SkillCraft: Automated Skill Synthesis Paper
Key Takeaways
- SkillCraft: system that automatically synthesizes new skills from observed successful agent trajectories
- Skill synthesis pipeline: trajectory → abstraction → generalization → SKILL.md generation
- 68% of auto-generated skills pass expert review without modification
- Synthesized skills outperform hand-written skills on novel-but-similar tasks
- Major limitation: brittle to distribution shift — synthesized skills assume same tool availability
Summary
SkillCraft addresses the bottleneck in skill creation: most enterprise skills require expert knowledge to write, creating a supply problem. The system observes successful agent task completions, identifies reusable patterns in the trajectory (specific tool sequences, decision heuristics), and synthesizes a generalized SKILL.md that can be applied to similar future tasks.

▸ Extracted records
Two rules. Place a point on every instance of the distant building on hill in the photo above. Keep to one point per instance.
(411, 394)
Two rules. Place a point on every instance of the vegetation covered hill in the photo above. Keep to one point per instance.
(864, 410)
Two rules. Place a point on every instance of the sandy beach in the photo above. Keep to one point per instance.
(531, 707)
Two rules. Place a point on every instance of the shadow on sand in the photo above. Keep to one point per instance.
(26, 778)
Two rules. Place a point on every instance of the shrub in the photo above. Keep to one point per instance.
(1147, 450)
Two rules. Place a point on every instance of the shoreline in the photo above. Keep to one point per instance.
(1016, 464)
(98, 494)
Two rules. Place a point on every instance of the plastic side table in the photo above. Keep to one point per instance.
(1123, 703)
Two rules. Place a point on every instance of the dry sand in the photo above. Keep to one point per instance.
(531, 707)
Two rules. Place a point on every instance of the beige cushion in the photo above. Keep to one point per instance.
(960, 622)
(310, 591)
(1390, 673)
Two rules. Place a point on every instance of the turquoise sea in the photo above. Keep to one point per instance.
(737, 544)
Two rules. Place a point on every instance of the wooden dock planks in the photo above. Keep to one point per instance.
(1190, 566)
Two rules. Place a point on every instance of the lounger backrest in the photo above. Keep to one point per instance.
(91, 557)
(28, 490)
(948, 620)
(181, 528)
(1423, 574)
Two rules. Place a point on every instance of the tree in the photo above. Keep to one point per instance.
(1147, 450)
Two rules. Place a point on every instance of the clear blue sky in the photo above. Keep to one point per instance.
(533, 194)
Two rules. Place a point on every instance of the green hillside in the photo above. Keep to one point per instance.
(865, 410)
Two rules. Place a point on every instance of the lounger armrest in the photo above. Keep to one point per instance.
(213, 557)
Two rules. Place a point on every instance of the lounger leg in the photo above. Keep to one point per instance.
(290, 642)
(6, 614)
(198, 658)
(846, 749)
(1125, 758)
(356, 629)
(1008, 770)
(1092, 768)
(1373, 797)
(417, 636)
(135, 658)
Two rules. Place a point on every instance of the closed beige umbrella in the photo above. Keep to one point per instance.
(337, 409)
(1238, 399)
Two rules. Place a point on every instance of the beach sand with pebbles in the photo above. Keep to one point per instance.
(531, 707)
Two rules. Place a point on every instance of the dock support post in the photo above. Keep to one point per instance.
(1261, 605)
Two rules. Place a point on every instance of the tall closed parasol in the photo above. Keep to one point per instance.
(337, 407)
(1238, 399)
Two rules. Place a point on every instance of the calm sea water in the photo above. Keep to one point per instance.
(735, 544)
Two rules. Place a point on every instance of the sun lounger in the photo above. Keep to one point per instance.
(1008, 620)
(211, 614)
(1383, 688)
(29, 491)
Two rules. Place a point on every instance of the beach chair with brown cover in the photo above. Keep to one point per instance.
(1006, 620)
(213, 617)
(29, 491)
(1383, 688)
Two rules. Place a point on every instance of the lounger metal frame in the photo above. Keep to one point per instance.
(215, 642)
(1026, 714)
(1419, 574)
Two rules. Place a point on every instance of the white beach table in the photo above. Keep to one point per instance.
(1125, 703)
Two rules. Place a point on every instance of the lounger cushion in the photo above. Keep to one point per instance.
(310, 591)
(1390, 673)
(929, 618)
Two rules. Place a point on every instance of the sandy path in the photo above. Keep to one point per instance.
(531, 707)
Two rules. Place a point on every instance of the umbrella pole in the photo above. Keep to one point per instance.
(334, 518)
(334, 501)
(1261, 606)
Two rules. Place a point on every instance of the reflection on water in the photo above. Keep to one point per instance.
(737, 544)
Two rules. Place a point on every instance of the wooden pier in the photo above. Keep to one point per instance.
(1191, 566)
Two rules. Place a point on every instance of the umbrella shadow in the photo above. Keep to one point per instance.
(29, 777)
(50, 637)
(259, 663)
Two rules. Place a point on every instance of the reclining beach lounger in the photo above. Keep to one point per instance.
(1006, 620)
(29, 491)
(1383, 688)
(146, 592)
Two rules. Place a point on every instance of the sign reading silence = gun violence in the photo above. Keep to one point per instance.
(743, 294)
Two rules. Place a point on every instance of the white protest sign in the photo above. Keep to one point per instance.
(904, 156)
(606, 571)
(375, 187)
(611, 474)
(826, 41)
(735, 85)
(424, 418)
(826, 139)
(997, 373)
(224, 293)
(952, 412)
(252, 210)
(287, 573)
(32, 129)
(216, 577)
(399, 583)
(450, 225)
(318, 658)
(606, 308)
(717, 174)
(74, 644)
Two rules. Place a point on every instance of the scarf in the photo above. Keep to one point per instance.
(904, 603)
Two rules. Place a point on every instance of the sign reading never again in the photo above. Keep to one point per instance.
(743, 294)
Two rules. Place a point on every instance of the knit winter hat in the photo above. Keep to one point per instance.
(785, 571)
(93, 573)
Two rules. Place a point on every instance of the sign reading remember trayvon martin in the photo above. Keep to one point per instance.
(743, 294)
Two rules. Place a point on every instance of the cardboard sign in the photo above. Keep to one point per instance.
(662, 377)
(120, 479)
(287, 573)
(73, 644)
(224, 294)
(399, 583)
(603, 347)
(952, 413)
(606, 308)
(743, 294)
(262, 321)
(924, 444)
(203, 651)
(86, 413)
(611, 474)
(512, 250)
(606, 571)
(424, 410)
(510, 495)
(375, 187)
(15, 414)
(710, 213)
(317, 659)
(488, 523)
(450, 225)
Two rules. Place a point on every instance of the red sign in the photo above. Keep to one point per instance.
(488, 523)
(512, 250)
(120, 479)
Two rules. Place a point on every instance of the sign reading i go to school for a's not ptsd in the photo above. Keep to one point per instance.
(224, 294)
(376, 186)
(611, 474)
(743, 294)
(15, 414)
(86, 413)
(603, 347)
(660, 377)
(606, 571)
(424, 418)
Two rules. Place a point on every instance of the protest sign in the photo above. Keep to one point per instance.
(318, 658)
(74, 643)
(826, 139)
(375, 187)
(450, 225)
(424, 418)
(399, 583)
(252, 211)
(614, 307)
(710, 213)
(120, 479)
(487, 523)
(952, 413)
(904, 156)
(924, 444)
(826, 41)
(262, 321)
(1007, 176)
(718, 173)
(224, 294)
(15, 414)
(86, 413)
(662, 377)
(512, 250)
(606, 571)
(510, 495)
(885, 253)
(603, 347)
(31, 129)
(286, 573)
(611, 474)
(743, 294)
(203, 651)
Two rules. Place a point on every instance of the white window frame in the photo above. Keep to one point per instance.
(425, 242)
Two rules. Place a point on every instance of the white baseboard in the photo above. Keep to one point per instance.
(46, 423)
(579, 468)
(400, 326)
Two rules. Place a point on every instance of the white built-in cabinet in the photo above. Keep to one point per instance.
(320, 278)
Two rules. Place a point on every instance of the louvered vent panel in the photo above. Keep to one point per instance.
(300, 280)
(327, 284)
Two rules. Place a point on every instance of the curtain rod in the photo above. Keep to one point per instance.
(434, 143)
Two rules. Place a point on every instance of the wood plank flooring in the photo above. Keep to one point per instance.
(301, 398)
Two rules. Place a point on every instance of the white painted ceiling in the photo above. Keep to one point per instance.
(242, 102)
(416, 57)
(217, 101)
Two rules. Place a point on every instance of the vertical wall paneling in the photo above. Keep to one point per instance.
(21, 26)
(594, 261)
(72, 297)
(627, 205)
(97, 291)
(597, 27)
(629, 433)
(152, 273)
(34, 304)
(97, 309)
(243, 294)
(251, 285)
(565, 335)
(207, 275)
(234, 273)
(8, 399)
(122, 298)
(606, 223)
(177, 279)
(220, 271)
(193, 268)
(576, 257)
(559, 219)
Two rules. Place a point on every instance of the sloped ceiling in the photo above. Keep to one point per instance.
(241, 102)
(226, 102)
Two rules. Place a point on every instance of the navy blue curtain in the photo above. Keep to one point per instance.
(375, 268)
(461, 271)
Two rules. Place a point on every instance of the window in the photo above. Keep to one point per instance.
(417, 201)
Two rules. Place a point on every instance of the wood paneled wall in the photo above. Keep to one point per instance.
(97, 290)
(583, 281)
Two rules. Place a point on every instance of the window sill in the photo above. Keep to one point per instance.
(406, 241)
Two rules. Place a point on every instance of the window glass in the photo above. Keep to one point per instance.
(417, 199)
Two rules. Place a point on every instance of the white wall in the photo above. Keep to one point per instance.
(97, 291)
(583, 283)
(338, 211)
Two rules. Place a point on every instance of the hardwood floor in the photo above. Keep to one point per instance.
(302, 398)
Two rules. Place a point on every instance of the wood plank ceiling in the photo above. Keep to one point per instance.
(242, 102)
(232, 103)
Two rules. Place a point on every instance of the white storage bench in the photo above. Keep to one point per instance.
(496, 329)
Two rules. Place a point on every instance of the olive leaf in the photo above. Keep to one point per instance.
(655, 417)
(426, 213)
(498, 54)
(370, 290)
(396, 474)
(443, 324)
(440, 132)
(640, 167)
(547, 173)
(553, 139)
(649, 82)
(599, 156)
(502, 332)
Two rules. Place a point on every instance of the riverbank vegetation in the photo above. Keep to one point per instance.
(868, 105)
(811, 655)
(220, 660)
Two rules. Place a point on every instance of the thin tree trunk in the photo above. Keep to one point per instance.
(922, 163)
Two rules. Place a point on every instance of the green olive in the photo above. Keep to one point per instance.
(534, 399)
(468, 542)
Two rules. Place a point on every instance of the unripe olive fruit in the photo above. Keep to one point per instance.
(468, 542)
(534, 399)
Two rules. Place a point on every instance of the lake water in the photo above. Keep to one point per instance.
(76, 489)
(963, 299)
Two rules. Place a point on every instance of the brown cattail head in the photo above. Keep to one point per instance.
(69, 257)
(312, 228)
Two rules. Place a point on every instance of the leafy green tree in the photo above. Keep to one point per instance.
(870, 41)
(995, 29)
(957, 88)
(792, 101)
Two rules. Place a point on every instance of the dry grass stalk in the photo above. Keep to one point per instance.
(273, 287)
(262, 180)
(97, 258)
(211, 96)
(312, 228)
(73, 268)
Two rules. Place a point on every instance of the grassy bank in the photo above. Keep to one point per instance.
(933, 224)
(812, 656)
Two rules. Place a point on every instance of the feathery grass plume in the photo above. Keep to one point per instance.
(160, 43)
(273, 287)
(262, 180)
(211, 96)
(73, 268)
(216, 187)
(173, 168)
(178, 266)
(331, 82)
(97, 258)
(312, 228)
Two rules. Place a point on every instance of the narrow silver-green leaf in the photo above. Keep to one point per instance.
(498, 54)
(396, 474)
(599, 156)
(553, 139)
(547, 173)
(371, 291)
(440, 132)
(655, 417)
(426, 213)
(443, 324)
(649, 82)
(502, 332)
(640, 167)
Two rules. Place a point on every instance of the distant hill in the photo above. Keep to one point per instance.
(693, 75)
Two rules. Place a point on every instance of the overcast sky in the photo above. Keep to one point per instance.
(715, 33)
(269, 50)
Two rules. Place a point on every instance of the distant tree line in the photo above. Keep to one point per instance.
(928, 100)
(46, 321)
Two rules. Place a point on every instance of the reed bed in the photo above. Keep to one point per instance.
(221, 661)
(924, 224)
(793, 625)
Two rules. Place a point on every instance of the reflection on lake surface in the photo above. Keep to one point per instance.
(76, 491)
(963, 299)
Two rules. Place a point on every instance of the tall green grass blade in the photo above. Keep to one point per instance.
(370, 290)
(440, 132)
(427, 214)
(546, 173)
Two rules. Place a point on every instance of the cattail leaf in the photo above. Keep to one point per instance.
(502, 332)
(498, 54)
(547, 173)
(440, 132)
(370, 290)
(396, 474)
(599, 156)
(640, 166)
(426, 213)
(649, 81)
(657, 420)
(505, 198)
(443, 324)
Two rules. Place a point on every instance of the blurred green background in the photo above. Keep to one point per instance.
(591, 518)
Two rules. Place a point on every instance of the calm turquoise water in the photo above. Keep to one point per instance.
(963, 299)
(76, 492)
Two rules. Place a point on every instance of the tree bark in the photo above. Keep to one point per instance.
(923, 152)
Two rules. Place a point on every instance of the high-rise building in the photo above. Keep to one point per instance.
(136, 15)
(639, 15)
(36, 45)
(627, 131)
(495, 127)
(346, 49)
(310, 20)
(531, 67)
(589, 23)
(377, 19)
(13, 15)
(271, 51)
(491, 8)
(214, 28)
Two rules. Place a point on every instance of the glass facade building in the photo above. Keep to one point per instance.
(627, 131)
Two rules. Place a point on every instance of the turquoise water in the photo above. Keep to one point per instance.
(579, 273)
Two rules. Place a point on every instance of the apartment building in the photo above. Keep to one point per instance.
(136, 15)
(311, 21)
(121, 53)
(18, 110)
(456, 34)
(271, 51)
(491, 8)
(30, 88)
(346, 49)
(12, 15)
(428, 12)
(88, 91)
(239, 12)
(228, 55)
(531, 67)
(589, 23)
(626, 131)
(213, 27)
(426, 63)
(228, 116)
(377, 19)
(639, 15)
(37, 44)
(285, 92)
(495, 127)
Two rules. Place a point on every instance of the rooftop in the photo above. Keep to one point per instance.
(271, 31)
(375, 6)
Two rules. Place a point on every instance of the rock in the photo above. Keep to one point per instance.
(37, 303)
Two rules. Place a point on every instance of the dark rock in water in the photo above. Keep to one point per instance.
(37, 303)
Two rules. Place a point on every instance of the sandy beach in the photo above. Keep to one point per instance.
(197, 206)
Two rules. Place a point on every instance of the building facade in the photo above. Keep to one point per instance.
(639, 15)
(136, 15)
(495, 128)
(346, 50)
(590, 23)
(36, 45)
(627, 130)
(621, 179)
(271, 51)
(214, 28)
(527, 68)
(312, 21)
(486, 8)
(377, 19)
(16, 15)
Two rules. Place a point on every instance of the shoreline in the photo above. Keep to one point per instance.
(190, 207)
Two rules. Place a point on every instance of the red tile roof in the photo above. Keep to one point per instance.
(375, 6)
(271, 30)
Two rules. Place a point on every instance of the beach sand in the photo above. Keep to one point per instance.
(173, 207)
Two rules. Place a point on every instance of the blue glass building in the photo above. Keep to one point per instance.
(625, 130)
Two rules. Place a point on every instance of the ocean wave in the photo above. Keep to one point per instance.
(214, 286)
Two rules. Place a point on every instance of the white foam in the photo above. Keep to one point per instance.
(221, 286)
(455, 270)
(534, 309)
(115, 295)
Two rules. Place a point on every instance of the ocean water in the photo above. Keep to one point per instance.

▸ WHAT IS REQUIRED
Pick up the SkillCraft summary after its last sentence and continue writing it. The records are separate from the SkillCraft summary.

▸ TASK ANSWER
The technical pipeline: (1) trajectory collection from production agent logs, (2) success filtering and semantic clustering to identify repeated patterns, (3) abstraction via an LLM that identifies what’s task-specific vs. generalizable, (4) SKILL.md generation with appropriate tool declarations and procedural body, (5) automated test generation from the original trajectories.
Evaluation on the SkillBench benchmark shows synthesized skills outperform hand-written equivalents by 12% on novel-but-related tasks, because the synthesis captures implicit heuristics that human writers often omit. However, synthesized skills show 34% degradation when tool availability changes, revealing they encode assumptions about the execution environment that are invisible in the SKILL.md text.